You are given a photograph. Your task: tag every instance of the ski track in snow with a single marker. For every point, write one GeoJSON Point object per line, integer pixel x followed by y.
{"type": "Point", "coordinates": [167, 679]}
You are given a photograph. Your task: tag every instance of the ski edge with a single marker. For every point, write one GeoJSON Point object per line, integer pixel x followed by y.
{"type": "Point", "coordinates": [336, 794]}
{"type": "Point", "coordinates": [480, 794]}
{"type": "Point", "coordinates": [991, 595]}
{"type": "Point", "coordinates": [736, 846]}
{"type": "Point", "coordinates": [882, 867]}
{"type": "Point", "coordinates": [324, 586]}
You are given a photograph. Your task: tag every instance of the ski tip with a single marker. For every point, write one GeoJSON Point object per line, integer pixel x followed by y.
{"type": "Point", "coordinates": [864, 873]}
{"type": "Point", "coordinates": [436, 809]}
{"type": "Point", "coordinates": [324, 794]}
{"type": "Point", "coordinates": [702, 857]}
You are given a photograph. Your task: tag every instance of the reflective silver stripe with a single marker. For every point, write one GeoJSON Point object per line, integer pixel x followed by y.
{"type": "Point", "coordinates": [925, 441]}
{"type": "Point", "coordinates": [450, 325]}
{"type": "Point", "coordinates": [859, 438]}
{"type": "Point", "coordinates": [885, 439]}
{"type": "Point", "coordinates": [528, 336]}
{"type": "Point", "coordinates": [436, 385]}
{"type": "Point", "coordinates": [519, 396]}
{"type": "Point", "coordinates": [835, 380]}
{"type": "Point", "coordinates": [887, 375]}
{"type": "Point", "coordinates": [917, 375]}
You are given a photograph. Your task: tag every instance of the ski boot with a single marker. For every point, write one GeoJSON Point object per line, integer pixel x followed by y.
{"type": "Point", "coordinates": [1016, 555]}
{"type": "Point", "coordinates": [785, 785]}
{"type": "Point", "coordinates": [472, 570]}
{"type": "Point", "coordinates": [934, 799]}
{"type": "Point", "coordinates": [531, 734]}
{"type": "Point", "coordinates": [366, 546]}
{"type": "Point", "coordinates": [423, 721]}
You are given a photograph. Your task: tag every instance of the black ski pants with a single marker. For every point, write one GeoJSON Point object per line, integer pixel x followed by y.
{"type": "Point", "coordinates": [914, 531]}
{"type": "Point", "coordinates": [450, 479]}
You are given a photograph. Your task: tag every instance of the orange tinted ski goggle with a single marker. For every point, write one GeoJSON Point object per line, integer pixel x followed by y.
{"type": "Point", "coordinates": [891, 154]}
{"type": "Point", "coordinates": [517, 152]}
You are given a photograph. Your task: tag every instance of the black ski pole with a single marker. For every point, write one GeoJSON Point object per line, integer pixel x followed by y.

----

Return, without any change, the lines starting at the one containing "of the orange" and ending at the close of the records.

§ ANSWER TO THE PROBLEM:
You are given a photograph. Your task: tag every instance of the orange tinted ski goggle with a single marker. For every point, write one GeoJSON Point object per line, integer pixel x followed by y.
{"type": "Point", "coordinates": [891, 154]}
{"type": "Point", "coordinates": [517, 152]}
You are given a photograph. Your task: tag every instance of the black ski pole with a single marker. For every point, write one GeoJSON Point object per line, integer pixel x followed by y.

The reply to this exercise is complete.